__Task instructions__:
Pictures stay out; everything else in the records below is copied exactly.

---------- Data

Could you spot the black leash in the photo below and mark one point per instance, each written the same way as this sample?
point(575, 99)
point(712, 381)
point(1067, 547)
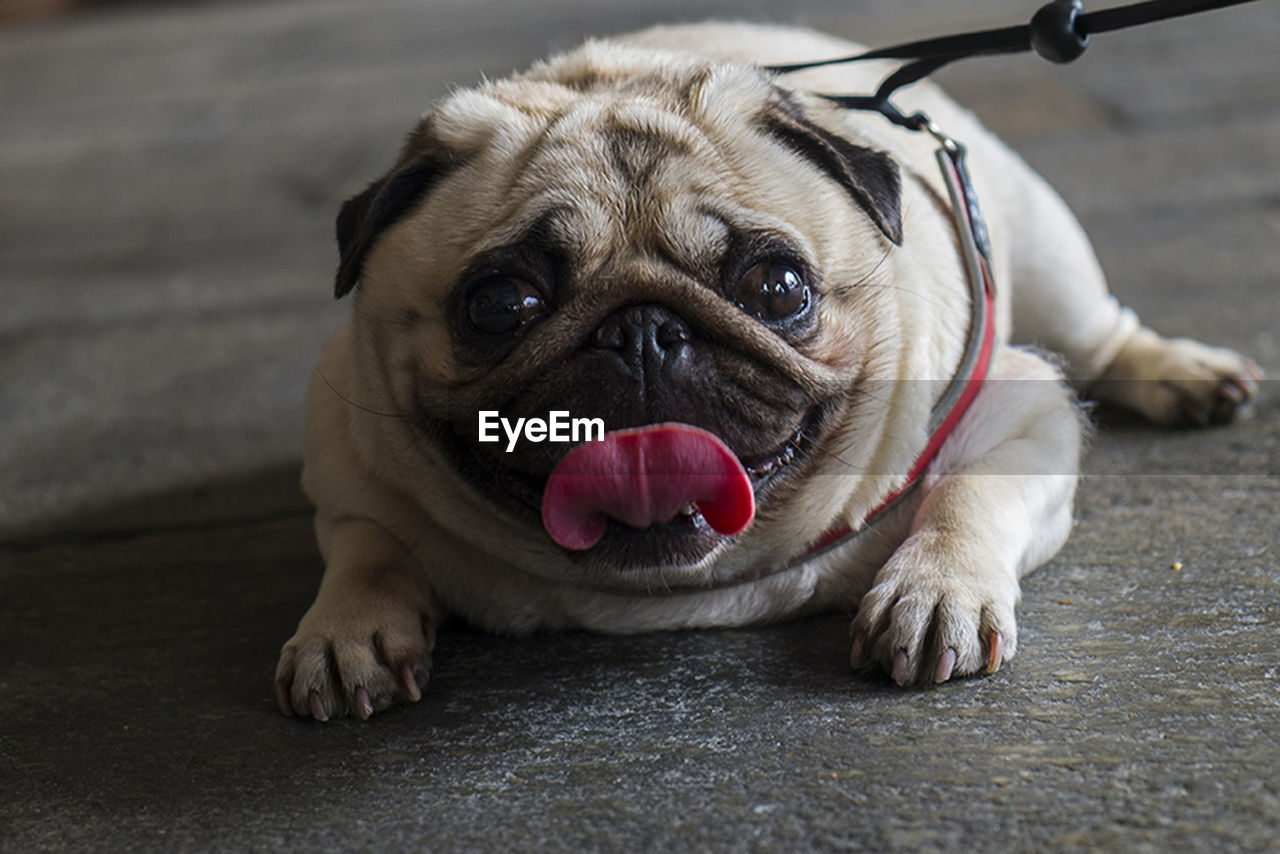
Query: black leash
point(1059, 32)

--------------------

__Expected output__:
Could you spot the black leash in the photo below and mark one point per instance, each written the same way as this sample?
point(575, 99)
point(712, 381)
point(1067, 547)
Query: black leash
point(1059, 32)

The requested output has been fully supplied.